A word-for-word printout of the listing below is needed.
:: Data shown
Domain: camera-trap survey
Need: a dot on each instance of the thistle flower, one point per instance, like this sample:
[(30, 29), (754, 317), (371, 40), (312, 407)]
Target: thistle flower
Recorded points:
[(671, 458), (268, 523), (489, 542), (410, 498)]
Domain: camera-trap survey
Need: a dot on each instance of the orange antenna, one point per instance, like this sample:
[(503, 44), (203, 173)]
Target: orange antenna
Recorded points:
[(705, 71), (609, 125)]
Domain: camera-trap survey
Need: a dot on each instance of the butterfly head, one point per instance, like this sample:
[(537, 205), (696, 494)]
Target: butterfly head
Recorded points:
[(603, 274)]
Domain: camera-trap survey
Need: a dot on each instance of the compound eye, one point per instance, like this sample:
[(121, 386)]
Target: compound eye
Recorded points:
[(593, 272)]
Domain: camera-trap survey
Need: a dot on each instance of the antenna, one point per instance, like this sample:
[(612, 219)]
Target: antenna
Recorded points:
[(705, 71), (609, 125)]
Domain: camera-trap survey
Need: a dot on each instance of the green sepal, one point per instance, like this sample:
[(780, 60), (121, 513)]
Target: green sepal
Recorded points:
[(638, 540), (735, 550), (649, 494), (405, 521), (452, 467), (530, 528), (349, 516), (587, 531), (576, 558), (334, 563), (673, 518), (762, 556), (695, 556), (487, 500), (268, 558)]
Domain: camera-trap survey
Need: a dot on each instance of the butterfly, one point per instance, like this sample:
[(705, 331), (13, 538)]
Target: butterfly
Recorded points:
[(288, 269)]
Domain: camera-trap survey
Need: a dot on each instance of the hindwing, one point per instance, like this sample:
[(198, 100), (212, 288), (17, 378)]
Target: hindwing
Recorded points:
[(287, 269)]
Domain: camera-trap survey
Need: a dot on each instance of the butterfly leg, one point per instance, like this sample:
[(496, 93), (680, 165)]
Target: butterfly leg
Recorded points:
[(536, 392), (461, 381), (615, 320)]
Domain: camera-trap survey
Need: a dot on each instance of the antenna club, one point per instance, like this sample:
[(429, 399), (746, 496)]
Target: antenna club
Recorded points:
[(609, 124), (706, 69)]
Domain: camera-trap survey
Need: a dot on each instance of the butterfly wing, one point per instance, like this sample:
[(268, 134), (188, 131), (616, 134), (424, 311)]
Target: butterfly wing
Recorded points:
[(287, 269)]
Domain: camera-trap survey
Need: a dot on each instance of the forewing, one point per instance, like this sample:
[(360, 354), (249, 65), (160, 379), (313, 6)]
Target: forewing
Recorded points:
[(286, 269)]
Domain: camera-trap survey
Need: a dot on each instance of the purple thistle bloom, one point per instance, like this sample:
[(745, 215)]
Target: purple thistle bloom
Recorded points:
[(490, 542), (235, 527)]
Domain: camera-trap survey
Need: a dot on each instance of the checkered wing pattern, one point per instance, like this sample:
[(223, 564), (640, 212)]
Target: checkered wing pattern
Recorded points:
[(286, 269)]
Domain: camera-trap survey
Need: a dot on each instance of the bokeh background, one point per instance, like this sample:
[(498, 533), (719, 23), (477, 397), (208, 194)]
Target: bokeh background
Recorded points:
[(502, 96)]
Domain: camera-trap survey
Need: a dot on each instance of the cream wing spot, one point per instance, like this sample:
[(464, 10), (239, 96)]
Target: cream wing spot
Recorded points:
::::
| Solution below |
Domain: camera-trap survey
Need: a dot on each instance of the thistle flower, one point per instance, like this sample:
[(30, 29), (754, 317), (371, 40), (312, 407)]
Target: thistle flower
Recorded points:
[(671, 458), (268, 523), (489, 542), (410, 498)]
Domain: camera-trap survey
Need: a dot on each instance of the orange antenna, one point per instance, like this sample:
[(503, 44), (203, 173)]
Target: orange antenna
Recorded points:
[(705, 71), (609, 125)]
Domain: camera-trap survey
Need: a dot on each instance of the butterfly head, one point per instance, like this sample:
[(537, 205), (696, 494)]
Target: butterfly head
Recorded points:
[(603, 274)]
Domain: camera-trap survey
Need: a dot on each instance of the compound eye, one point per instance, like this sample:
[(121, 386)]
Target: compound eye
Recorded points:
[(593, 272)]
Domain: camera-trap survey
Need: a dot on each instance of the antenna, one point per instance, like this sample:
[(612, 219)]
Target: antenna
Recorded points:
[(705, 71), (609, 125)]
Domain: camera-trap survey
Need: a dot on each instance of the green sepal, one point per instance, like this sample:
[(780, 60), (121, 513)]
Target: green sepal
Recorded points:
[(638, 540), (735, 550), (649, 494), (405, 521), (452, 467), (530, 528), (349, 516), (587, 531), (576, 558), (334, 563), (673, 518), (762, 556), (695, 556), (487, 500), (268, 558)]
Domain: camera-trap survey
Need: a dot on each instance of the butterfly, one point per instance, like this sample:
[(705, 331), (13, 538)]
Target: butterfly
Recorded points:
[(288, 269)]
Domain: camera-trap survey
Need: a dot on each instance of the hindwing, one point per instance, like this sample:
[(198, 100), (212, 288), (17, 378)]
Target: hindwing
Recorded points:
[(287, 269)]
Domain: camera-trap survey
Need: a dot on each instance of the butterfly leg, one point per instance, like this sample:
[(496, 93), (680, 165)]
Target: butterfly leg
Recorded points:
[(536, 392), (461, 381), (615, 320)]
Domain: camera-trap survey
Need: a dot on each instance of the antenna club, one point per instance, like this sample:
[(429, 399), (746, 496)]
Target: antenna club
Recorded points:
[(609, 124), (706, 69)]
Domain: camera-trap survey
Need: a dot on each instance of the butterfly wing, one point per instance, like this sample:
[(268, 134), (188, 131), (616, 134), (424, 311)]
Target: butterfly wing
Recorded points:
[(287, 269)]
Domain: camera-trap survey
Need: a dot on each instance of the forewing, one point per instance, like this sample:
[(360, 354), (249, 65), (160, 379), (313, 6)]
Target: forewing
Recorded points:
[(286, 269)]
Domain: camera-trap survey
Need: a dot on each instance of the purple thistle bloom, one point per instance, like this sample:
[(745, 215)]
Target: purple thistle bloom
Recorded points:
[(490, 542), (235, 527)]
Domain: camera-trap survey
Need: a dot on each instance of the checkered wing pattern, one point per instance, like this sample:
[(223, 564), (640, 212)]
Target: checkered wing pattern
Recorded points:
[(286, 269)]
Domain: camera-trap survey
Need: a dot on each instance of the bokeh background, one point per instance, like this sample:
[(498, 533), (719, 23), (477, 397), (208, 194)]
Target: bokeh background
Recorded points:
[(502, 96)]
Domain: camera-trap survey
Need: a dot on each instance of the cream wing spot, one point per instance, like this sample:
[(464, 10), (239, 96)]
Target: cream wing spot
Recorded points:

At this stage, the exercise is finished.